:: Written problem ::
How many lines in the material below contain the word "concrete"? Reply with the number alone.

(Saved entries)
··········

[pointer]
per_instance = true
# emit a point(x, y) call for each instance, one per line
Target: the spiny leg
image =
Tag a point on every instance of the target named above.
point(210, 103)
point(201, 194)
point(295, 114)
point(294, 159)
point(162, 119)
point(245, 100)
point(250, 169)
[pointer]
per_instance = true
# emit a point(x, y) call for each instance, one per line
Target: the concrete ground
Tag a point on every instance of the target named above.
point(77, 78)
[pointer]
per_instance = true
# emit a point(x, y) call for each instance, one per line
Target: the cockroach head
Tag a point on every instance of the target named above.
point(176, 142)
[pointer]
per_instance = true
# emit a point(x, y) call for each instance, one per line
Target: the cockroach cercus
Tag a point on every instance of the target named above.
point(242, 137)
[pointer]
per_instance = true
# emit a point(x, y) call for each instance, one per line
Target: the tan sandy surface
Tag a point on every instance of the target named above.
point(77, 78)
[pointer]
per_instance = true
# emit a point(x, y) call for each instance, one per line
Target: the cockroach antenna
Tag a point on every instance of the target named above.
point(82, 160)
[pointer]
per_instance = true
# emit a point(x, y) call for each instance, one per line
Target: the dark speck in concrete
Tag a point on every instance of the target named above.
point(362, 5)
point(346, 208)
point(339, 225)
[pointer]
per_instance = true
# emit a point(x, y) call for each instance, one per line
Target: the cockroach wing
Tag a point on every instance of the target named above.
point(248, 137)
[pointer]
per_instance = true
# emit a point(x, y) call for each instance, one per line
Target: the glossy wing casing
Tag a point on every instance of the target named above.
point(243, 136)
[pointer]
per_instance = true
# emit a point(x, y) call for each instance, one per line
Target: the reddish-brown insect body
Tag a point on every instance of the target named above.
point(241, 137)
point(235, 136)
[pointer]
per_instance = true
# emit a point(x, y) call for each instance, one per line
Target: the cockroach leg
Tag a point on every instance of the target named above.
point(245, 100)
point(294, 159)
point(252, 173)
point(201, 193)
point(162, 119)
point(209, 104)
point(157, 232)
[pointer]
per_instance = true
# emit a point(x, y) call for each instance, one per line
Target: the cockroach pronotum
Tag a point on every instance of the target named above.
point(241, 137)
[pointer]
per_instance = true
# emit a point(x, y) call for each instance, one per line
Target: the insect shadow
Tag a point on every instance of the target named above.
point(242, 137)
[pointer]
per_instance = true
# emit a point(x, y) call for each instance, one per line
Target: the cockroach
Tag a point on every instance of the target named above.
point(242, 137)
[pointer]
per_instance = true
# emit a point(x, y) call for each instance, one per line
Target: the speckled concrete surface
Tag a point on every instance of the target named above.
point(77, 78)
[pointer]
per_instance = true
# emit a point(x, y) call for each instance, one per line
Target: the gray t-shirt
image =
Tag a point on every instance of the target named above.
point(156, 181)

··········

:: Task result ::
3